Gabon: Plusieurs chefs d'Etat attendus lors de la messe oecuménique en la mémoire de Omar Bongo

Omar Bongo, Denis Sassou Nguesso, lors des funérailles d'Edith Lucie Bongo à Rabat, entourés des deux enfants du couple.

Omar Bongo, Denis Sassou Nguesso, lors des funérailles d'Edith Lucie Bongo à Rabat, entourés des deux enfants du couple.. DR

Le 06/06/2019 à 16h33, mis à jour le 07/06/2019 à 18h33

Dix ans après la mort d'un des derniers dinosaures d'Afrique, Omar Bongo Ondimba, le Gabon, dirigé par son fils Ali, se débat entre crise économique et marasme politique. Une famille tient les rênes du pouvoir depuis plus d'un demi-siècle.

Une grand'messe œcuménique est prévue samedi prochain dans le luxueux palais présidentiel de front de mer à Libreville, pour commémorer le dixième anniversaire de la mort de "Papa" Bongo, décédé le 8 juin 2009 à Barcelone.

En attendant cette cérémonie, le lieu est déjà le siège d'un intense ballet diplomatique, avec la présence prévue d'au moins quatre chefs d'Etat ayant déjà été au chevet de Ali Bongo son fils, devenu qui lui a succédé, et qui a été victime d'un AVC à la fin 2018.

Il s'agit notamment de Macky Sall (Sénégal), de Faure Gnassingbé (Togo), d'Alassane Ouattara (Côte d'Ivoire), mais également d'Idriss Déby Itno (Tchad) qui est déjà passé à Libreville le 4 mai dernier.

Pour ce samedi 8 mai, Ibrahim Boubacar Keïta (Mali), Teodoro Obiang Nguema Mbasogo (Guinée Equatoriale) et Denis Sassou Nguesso (République du Congo) sont également attendus.

Au-delà de l'aspect purement commémoratif du décès de ce grand chef d'Etat qu'a été Omar Bongo, Ali Bongo tentera de se refiare une légitimité politique et géopolitique personnelle. Evidemment, l'intense ballet diplomatique prévu pousse certains à esquisser une comparaison entre les faits et gestes du fils, d'avec ceux qu'eut, en son temps, son père.

Lignes annotées avec coordonnées:

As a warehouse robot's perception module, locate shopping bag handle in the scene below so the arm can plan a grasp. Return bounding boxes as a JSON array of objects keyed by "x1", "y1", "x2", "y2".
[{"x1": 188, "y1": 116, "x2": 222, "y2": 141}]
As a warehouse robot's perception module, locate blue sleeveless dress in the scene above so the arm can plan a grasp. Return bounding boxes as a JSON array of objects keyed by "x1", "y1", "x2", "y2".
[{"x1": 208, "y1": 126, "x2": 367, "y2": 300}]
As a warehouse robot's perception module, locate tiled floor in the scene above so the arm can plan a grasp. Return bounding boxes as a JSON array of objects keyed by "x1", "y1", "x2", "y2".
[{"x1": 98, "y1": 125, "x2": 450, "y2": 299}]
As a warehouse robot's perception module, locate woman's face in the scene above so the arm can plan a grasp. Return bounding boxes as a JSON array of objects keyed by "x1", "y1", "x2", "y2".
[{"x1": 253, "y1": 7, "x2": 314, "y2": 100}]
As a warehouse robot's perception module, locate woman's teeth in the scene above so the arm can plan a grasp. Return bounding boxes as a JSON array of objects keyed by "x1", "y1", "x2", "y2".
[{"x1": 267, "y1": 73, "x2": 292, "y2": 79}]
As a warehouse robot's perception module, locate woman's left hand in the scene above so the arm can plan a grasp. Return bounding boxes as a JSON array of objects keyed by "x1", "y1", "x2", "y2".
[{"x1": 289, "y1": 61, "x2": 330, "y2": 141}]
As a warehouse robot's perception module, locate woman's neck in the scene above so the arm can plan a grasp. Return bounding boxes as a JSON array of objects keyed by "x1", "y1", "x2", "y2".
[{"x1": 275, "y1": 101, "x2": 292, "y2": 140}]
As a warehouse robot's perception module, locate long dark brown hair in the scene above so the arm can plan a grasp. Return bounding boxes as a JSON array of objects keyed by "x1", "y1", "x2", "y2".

→ Consignes
- A) D'après l'article sur Omar Bongo, à quelle date et dans quelle ville est-il mort ?
- B) Dans l'article sur Omar Bongo, relève tous les pays écrits entre parenthèses après le nom d'un chef d'État.
- C) Donne la suite de l'article sur Omar Bongo, après sa dernière phrase.
Les lignes ne jouent aucun rôle dans ce travail.

→ Réponses
- A) Il est mort le 8 juin 2009 à Barcelone.

- B) Sénégal, Togo, Côte d'Ivoire, Tchad, Mali, Guinée Equatoriale, République du Congo

- C)
Immortalisé au sommet de sa gloire sur des clichés le montrant notamment avec un large sourire et portant des costumes années 1970, Omar Bongo était un stratège politique, un talent reconnu par ses partisans comme par ses détracteurs.

Passionné de projets pharaoniques dans son pays, il est arrivé au pouvoir en 1967 et s'y est maintenu jusqu'à sa mort, 41 ans plus tard avant que son fils Ali, grand amateur de disco et de belles voitures, ne lui succède.

Et à l'inverse d'un Omar Bongo adepte de scores sans appel, le fils -réélu en 2016 lors d'un scrutin controversé- n'a de cesse d'être contesté par une partie des Gabonais, opposants et fidèles à la mémoire de "Papa" Bongo.

"On a l'impression" que le pays "est totalement bloqué" et qu'il "navigue en eaux troubles", analyse le politologue gabonais Wilson André Ndombet. "Plus personne n'attend plus rien."

Cette situation, selon lui, ne s'est pas arrangée, avec l'accident vasculaire-cérébral du président Ali Bongo (60 ans) fin octobre 2018, qui "ajoute encore à la confusion" installée après la présidentielle de 2016.

Après cinq mois de convalescence à l'étranger, Ali Bongo est rentré le 23 mars à Libreville pour un "retour définitif", ne prononçant que quelques mots à son arrivée.

En attendant la présidentielle de 2023, les spéculations se multiplient sur le pilotage du pays et les rivalités supposées entre la famille étendue et les divers conseillers de la présidence.

En janvier, en pleine convalescence du président au Maroc, une poignée de militaires avait tenté un putsch, prenant possession de la radio nationale, appelant sans succès la population à se soulever.

- Période dorée, un souvenir lointain -

"Omar était le pharaon, c'était difficile de s'opposer au pharaon. Aujourd'hui vous opposer au régime, c'est vous opposer à Ali en particulier", lance un opposant gabonais, Serge Ntouda.

Outre la désignation de son fils pour prendre les rênes du pays, l'héritage politique d'Omar Bongo - pilier de la Françafrique et de la vie politique africaine - "c'est la paix", estime le maire de Bongoville, Jean-Paul Adiminga Kouna.

"C'est grâce à lui que nous avons la stabilité contrairement aux pays qui nous entourent", dit-il.

Dans les années 1970-1980, l'or noir coule à flot au Gabon, permettant à Omar Bongo de transformer son petit pays d'Afrique centrale en "émirat pétrolier". Mais la corruption se généralise, selon de nombreux observateurs.

Le président Omar Bongo, lui même, avait critiqué en 2007 "le clientélisme, l'affairisme, la corruption qui ont gangréné les pouvoirs publics".

A Libreville, aux trottoirs éventrés et immeubles décrépis, la période dorée du boom pétrolier semble bien révolue pour la majorité de ses habitants qui ont de plus en plus de mal à joindre les deux bouts.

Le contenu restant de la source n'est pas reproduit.